German Finance Minister Hints at More Aid for Greece
Europe might need to think about further aid measures for Greece, German Finance Minister Wolfgang Schaeuble said in a televised interview with the public broadcaster ARD.
“If it becomes clear in June that Greece will not be able to return to capital markets by 2012, we have to talk about further measures”, Schaeuble said.
He was referring to the outcome of the quarterly inspection in June by the European Union, the International Monetary Fund and the European Central Bank, who will decide whether Greece is complying with the conditions of the bailout.
For weeks there have been consistent rumors that Greece might need a second bailout worth up to 60 billion euros ($84 billion) but Schaeuble refused to comment on those.
Asked whether Germany is for extending Greek debt maturities, he said such a statement was speculation but added that in case the euro zone helps Greece to “buy time”, the “private sectors should share the burden as well. So if there is a debt maturity extension for Greece, than all investors will be affected.”
That means private creditors such as banks and funds would take losses.
Thomas Mayer, the chief economist of Deutsche Bank, told CNBC: “We will see a soft debt restructuring most likely this year and a bolder move next year. Greece will not get around debt restructuring.”

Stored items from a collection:
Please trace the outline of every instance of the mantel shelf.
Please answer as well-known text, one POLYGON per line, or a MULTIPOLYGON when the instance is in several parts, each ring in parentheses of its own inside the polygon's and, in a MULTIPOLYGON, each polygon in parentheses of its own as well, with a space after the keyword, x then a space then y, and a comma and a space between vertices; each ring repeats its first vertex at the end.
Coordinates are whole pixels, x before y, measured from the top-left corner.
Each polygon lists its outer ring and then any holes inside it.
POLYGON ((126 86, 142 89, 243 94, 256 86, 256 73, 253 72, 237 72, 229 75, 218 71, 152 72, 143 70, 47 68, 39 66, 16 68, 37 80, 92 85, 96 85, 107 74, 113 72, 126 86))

TASKS
1. List every organization named in the article on German hints of more aid for Greece.
2. Carry on the article about German hints of more aid for Greece, starting after its last paragraph.

ANSWERS
1.
- ARD
- European Union
- International Monetary Fund
- European Central Bank
- Deutsche Bank
- CNBC

2.
ECB governing council member Ewald Nowotny said in a Handelsblatt interview on Monday that “Greece is well in the position to get more money but these loans shall only be given under very strict conditions. Greece needs more time to tackle its problems as the country faces a long term task”.
The head of the IFO institute Hans Werner Sinn said in an interview with ARD that, “Greece needs to devalue either internally by slashing prices and wages by 20-30 percent or by introducing the Drachme again which than will devalue. An internal devaluation of that size is not realistic though.”
Schaeuble will have a tough time to convince the main street of the necessity of the rescue deals.
The more bailouts, the less Germans trust the euro. Now 58 percent of the population mistrust the euro according to surveys by polling firm Emnid.
And that is the case despite increased efforts by authorities to keep the reputation of the euro intact.
“There is no euro crisis. What we are currently observing in some euro zone countries is primarily a public finance debt crisis,” ECB President Jean-Claude Trichet told popular tabloid Bild am Sonntag.